[start Provided entries]
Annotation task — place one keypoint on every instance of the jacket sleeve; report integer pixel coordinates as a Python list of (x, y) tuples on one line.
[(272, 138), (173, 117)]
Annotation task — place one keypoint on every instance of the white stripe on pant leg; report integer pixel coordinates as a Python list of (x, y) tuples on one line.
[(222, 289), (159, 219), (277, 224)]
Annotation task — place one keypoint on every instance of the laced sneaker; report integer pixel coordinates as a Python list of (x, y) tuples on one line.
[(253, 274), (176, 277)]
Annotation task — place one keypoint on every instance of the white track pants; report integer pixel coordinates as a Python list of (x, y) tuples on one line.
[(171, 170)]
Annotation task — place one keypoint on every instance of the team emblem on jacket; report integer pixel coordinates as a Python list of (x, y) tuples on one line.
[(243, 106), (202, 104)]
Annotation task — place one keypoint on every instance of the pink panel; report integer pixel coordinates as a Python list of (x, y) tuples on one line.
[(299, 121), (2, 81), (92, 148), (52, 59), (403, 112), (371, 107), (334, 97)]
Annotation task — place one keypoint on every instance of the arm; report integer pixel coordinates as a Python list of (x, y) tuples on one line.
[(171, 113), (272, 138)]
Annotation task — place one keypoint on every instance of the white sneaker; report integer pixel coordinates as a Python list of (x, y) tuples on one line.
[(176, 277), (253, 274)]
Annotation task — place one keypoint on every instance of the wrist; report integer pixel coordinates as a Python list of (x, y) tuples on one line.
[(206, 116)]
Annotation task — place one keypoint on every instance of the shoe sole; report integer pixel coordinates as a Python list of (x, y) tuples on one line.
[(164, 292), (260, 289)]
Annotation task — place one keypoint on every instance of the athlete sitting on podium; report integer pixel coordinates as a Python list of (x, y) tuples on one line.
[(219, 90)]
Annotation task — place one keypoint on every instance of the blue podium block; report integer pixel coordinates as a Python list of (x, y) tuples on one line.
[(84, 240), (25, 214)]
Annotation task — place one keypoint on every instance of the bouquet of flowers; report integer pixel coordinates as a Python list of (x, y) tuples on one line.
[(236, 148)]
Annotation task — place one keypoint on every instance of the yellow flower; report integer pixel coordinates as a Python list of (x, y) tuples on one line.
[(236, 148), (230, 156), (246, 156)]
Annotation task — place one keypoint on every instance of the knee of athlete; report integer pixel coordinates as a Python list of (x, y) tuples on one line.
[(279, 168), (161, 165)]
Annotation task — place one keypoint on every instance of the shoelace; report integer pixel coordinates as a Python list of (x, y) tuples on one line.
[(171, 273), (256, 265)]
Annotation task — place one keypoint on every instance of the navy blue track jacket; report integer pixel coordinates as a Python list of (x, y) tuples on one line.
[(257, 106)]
[end Provided entries]
Given problem
In the listing, rename "podium" to "platform" across the stretch from the line containing "of the athlete" through the line containing "[(279, 168), (161, 165)]". Return only those lines, with everything else left unchanged.

Task answer
Annotation task — place one keypoint on every instance of the athlete sitting on platform; report integer pixel coordinates as a Python list of (x, y) tuples on one line.
[(219, 90)]
Annotation task — place one keypoint on every instance of the blue platform block; report integer pixel coordinates as a Python list of (x, y) tuples on one line.
[(84, 240), (25, 214)]
Annotation task — place one keypoint on every instance of the bouquet of flowers; report integer pixel coordinates as a Python list of (x, y) tuples on one line.
[(236, 148)]
Annotation task — place one keypoint on every instance of the yellow flower; report integer pixel coordinates as a Python list of (x, y) tuples on one line.
[(236, 148), (230, 156), (246, 156)]
Annotation task — place one keypoint on every instance of the knee of athlete; report integer pixel coordinates as a Python list of (x, y) tuples on one line.
[(279, 168), (161, 165)]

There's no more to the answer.